<<<<
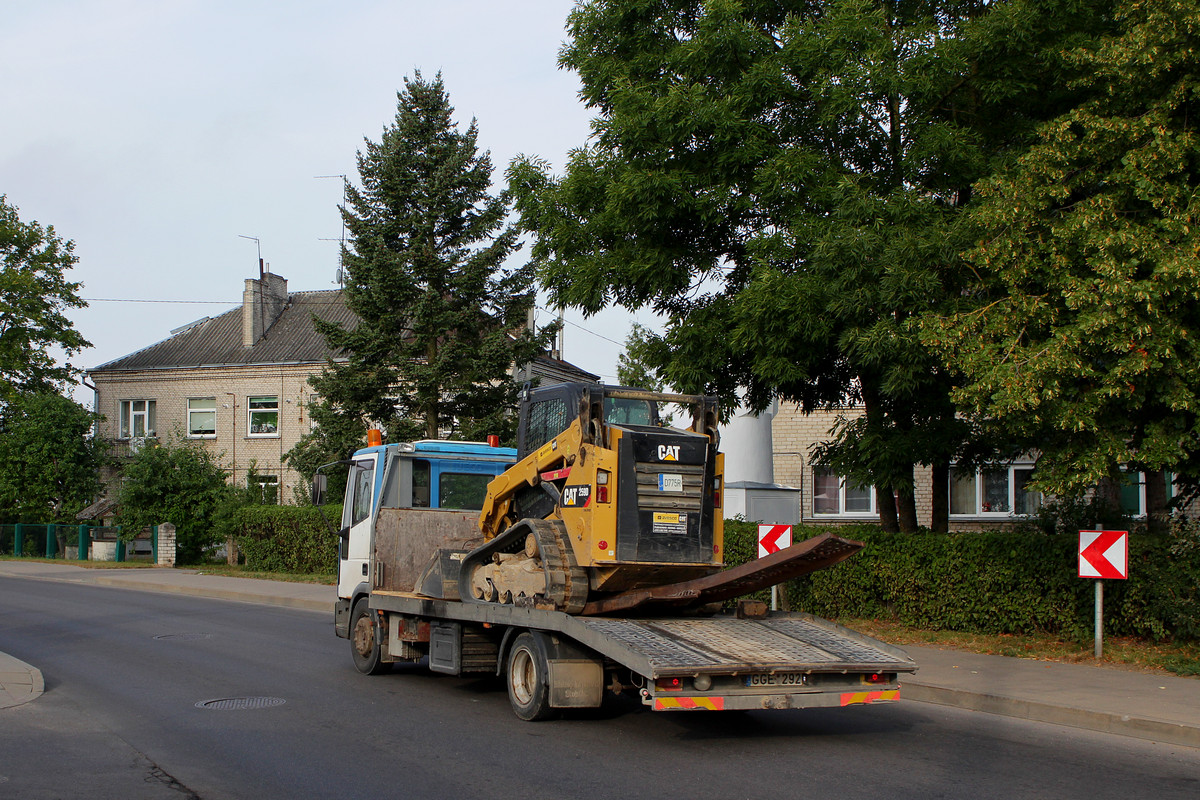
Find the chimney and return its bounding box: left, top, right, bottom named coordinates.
left=241, top=272, right=288, bottom=347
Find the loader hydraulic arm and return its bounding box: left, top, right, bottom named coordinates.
left=479, top=419, right=586, bottom=541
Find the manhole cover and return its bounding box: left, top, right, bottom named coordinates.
left=196, top=697, right=287, bottom=711
left=154, top=633, right=212, bottom=642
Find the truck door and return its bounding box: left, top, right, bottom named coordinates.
left=337, top=453, right=379, bottom=599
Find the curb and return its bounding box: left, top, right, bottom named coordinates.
left=92, top=576, right=334, bottom=613
left=901, top=680, right=1200, bottom=747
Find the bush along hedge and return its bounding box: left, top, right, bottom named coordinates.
left=233, top=505, right=342, bottom=575
left=725, top=521, right=1200, bottom=642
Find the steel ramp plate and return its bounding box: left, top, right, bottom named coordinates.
left=583, top=534, right=863, bottom=615
left=576, top=615, right=916, bottom=675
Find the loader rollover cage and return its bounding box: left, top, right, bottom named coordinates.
left=360, top=590, right=917, bottom=720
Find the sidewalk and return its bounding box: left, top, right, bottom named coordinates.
left=0, top=561, right=1200, bottom=747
>>>>
[Written problem] Please recast the material above as a Markdown table with the columns "Row" and "Line": number each line and leave out blank lines and the pictures.

[Answer]
| Row | Line |
|---|---|
| 1 | Find the chimney and return its bounding box: left, top, right, bottom named coordinates. |
| 2 | left=241, top=272, right=288, bottom=347 |
| 3 | Find the loader hydraulic arm and return its bounding box: left, top, right, bottom named coordinates. |
| 4 | left=479, top=419, right=586, bottom=541 |
| 5 | Find the manhole cover and return its bounding box: left, top, right, bottom named coordinates. |
| 6 | left=196, top=697, right=287, bottom=711 |
| 7 | left=154, top=633, right=212, bottom=642 |
| 8 | Find the truck door and return its bounding box: left, top, right, bottom named coordinates. |
| 9 | left=337, top=453, right=379, bottom=599 |
| 10 | Find the curb and return its bounding box: left, top, right, bottom named coordinates. |
| 11 | left=92, top=576, right=334, bottom=613 |
| 12 | left=901, top=680, right=1200, bottom=747 |
| 13 | Find the bush along hedge and return its bounding box: left, top, right, bottom named coordinates. |
| 14 | left=233, top=505, right=342, bottom=575 |
| 15 | left=725, top=521, right=1200, bottom=642 |
| 16 | Find the steel ramp plate and return its bounding box: left, top, right, bottom named coordinates. |
| 17 | left=583, top=534, right=863, bottom=615 |
| 18 | left=576, top=615, right=916, bottom=675 |
| 19 | Find the loader rollover cage and return its bounding box: left, top, right, bottom named coordinates. |
| 20 | left=360, top=590, right=917, bottom=720 |
| 21 | Find the sidewalk and return its bounding box: left, top, right, bottom named coordinates. |
| 22 | left=0, top=561, right=1200, bottom=747 |